» **Task item**: Copy the passage of the team depth exercise starting at "1. For every" and ending at "in concrete work.".

» **Text provided**:
════════════════════

Set aside 90 minutes. You will need a list of every person on your team and the last quarter of their work output in front of you.

Part A: The depth audit (45 minutes)

  1. For every person on the team, answer the four questions: where they are now, where they could be in 12 months, what is the specific block, what does the next level look like in concrete work.
  2. Mark each person as Invest, Stable, or Manage Out. Invest is a depth candidate. Stable is excellent at the current level and that is enough for now. Manage Out is a separate problem the depth audit will not solve.
  3. Sort your Invest list by leverage. Whose growth would free up the most founder time or raise the most team output.

Part B: The first three next-level conversations (30 minutes to plan)

  1. Pick the top three Invest names.
  2. For each, draft the four parts of the next-level conversation in writing before you have it: where they are, what the next level is, what the gap is, what you are committing to.
  3. Schedule the conversations within the next two weeks. Block the time in your calendar before you stand up from this exercise.

Part C: The multiplier index baseline (15 minutes)

  1. Pick your output unit. Projects, accounts, square metres, revenue per worker, whatever fits your business.
  2. Calculate output per worker for this quarter and the same quarter last year.

════════════════════

» **Given records**:

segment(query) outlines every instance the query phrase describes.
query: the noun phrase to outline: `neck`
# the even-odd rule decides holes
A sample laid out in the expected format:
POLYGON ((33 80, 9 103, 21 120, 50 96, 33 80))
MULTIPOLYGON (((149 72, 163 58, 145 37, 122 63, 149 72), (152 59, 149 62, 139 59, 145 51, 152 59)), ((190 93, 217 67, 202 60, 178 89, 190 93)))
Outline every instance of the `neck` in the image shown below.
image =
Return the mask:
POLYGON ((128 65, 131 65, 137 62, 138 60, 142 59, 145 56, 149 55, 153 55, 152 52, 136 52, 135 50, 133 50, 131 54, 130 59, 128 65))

════════════════════

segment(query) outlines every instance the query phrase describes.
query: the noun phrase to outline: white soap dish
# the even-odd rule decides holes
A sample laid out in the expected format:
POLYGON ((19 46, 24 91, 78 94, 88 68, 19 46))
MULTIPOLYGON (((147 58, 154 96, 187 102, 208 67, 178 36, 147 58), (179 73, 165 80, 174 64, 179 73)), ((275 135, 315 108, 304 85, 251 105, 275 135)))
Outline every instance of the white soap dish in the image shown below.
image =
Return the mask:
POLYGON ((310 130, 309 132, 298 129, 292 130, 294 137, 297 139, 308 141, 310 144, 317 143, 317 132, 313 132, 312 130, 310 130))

════════════════════

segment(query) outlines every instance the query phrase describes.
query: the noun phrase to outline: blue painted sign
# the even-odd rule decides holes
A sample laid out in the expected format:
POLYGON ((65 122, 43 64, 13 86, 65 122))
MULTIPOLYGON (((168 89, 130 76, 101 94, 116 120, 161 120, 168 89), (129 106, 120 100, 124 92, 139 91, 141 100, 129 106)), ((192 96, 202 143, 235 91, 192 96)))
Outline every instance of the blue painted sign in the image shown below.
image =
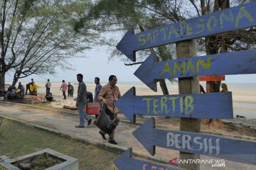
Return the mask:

════════════════════

» **Answer to this exercise**:
1. For every person on the team, answer the four questions: where they are now, where they could be in 12 months, what is the specific block, what does the next level look like in concrete work.